■ **Goal**: Quote every one of the rows below verbatim, changing nothing.

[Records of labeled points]
* BEGIN *
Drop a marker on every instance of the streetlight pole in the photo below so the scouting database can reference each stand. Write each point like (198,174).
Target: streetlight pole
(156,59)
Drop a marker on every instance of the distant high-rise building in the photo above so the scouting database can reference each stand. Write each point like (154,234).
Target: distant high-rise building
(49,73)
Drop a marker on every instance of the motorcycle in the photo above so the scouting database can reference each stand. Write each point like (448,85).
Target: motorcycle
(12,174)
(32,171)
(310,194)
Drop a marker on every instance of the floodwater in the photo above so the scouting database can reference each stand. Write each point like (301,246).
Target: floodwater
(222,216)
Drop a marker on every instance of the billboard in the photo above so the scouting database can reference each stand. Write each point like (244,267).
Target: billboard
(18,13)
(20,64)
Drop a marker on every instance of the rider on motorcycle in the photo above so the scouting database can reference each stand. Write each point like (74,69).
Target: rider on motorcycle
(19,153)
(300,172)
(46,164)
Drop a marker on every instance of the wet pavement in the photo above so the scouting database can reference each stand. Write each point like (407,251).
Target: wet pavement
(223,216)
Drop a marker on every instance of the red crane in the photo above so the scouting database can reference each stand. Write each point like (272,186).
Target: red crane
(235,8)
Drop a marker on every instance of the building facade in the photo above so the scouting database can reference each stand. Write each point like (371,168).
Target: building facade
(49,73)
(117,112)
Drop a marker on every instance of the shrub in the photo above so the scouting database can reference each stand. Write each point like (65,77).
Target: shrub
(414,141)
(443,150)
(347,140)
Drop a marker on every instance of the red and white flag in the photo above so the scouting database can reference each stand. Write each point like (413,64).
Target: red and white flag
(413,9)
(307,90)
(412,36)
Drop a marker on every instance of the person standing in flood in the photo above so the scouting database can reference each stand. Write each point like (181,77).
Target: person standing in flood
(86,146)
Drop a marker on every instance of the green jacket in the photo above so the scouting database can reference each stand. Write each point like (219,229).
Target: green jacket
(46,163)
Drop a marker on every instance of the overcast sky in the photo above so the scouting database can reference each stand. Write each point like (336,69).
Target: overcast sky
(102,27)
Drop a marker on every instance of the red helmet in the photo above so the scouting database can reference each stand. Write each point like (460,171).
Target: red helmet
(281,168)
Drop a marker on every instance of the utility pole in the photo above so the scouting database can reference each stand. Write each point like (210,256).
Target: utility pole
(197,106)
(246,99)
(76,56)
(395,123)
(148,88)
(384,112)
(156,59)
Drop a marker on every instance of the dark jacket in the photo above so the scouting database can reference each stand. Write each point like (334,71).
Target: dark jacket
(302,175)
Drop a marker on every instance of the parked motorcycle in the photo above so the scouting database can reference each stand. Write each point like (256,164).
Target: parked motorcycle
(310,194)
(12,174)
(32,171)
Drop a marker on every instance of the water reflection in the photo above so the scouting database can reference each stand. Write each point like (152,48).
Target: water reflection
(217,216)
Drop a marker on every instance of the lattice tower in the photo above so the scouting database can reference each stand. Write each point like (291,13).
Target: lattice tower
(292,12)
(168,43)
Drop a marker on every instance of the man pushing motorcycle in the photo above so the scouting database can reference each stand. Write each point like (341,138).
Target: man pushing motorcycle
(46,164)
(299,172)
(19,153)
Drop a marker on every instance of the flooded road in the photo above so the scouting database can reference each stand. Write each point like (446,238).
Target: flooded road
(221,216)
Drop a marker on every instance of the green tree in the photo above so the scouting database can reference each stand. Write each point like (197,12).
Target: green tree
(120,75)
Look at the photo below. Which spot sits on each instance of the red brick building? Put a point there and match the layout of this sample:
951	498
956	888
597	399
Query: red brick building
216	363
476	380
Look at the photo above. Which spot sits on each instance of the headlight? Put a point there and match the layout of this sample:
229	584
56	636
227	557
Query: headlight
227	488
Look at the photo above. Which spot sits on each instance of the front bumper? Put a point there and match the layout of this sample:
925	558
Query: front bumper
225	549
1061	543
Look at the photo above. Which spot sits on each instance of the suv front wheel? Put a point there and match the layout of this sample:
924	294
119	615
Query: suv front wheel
* END *
■ **Response for this exercise**:
Drop a marker on every instance of the streetlight pole in the photo below so the scouting database can reference each stand. Write each point like (198,174).
Target: streetlight pole
(156,59)
Drop a marker on every instance of the distant high-rise building in the photo above so the scouting database can reference each stand. Write each point like (154,234).
Target: distant high-rise building
(49,73)
Drop a marker on every instance of the motorcycle in the photo above so the scouting database can reference each stand. Write each point like (448,85).
Target: motorcycle
(12,174)
(32,171)
(310,194)
Drop a marker on every instance of the floodwater in the photo above so the scouting database can reference each stand. Write each point like (301,246).
Target: floodwater
(222,216)
Drop a marker on every instance of the billboard in the photo above so the scouting database can reference each stand. Write each point like (244,267).
Target: billboard
(18,13)
(20,64)
Drop a marker on every instance of the rider on motorcycle in the photo above so the scouting database can reference each stand. Write each point like (74,69).
Target: rider on motorcycle
(19,153)
(300,172)
(46,164)
Drop a marker on every instance of the wet pavement in the photo above so the scouting database can reference each stand. Write each point like (407,251).
Target: wet pavement
(223,216)
Drop a marker on every instance of the red crane in the photo above so the scouting database can reference each stand. Write each point like (272,186).
Target: red crane
(235,8)
Drop a marker on every instance of the building facade in the photo above so the scouting database can reference each stand. Write each point like (371,168).
Target: building facade
(49,73)
(117,112)
Drop a marker on every instance of the shrub in the photo above so the scouting database can reference each stand. Write each point like (65,77).
Target: shrub
(414,141)
(443,150)
(347,140)
Drop a marker on every instance of the red and white flag in the photo above so the scouting database can reference each stand. Write each point like (413,64).
Target: red and white flag
(413,9)
(307,90)
(412,36)
Drop a marker on every instance of the person standing in flood in the photo above so the scouting database can reference each stand. Write each point like (181,77).
Target: person standing in flood
(86,146)
Drop a marker on every instance of the green jacket in the photo above so the scouting database can reference each stand. Write each point like (219,229).
Target: green jacket
(46,163)
Drop a marker on every instance of the overcast sky in the photo above so the scouting database can reference each stand. Write each point like (336,69).
Target: overcast sky
(102,27)
Drop a marker on every instance of the red helmet in the photo above so the scouting database can reference each stand. Write each point like (460,171).
Target: red helmet
(281,168)
Drop a marker on every instance of the utility pole in the photo above so the scouting database can reference each stand. Write each point like (210,256).
Target: utility pole
(197,106)
(246,99)
(76,56)
(395,123)
(148,88)
(384,112)
(156,59)
Drop a marker on every instance of the dark jacket in the photo above so the scouting database can reference each stand. Write each point like (334,71).
Target: dark jacket
(302,175)
Drop a marker on every instance of the parked motorcycle in the photo above so the scouting database can reference each stand. Write each point like (256,164).
Target: parked motorcycle
(310,194)
(12,174)
(32,171)
Drop a marker on every instance of the water reflection in the photo above so the scouting database can reference each stand. Write each point like (152,48).
Target: water reflection
(217,216)
Drop a marker on every instance of the lattice tower in the photo above so the scouting database can reference each stand. Write each point like (291,13).
Target: lattice tower
(292,12)
(168,43)
Drop a marker on every instance of the man pushing motorcycle in the photo above so the scouting database can reference each stand. Write each point like (341,138).
Target: man pushing motorcycle
(46,164)
(299,172)
(19,153)
Drop a marker on every instance of the flooded road in the photo above so the scouting database can reference each stand. Write each point like (446,238).
Target: flooded road
(221,216)
Drop a marker on every instance of the green tree in the photo above so the scouting database can reference each stand. Write each point like (197,12).
Target: green tree
(120,75)
Look at the photo below. Which spot sits on each instance of the red brick building? Put a point there and match the layout of this sample:
951	498
956	888
597	399
Query: red brick building
216	363
476	380
Look at the photo above. Which spot sits on each instance of the headlight? Put a point there and match the layout of this sample:
229	584
56	636
227	557
Query: headlight
227	488
Look at the photo above. Which spot sits on each instance of the front bumper? Put a point there and match the layout of this sample:
925	558
Query: front bumper
225	549
1061	543
Look at the photo above. Which spot sits on each instance of the suv front wheel? Put a point there and match the layout of this sample:
924	294
119	615
Query: suv front wheel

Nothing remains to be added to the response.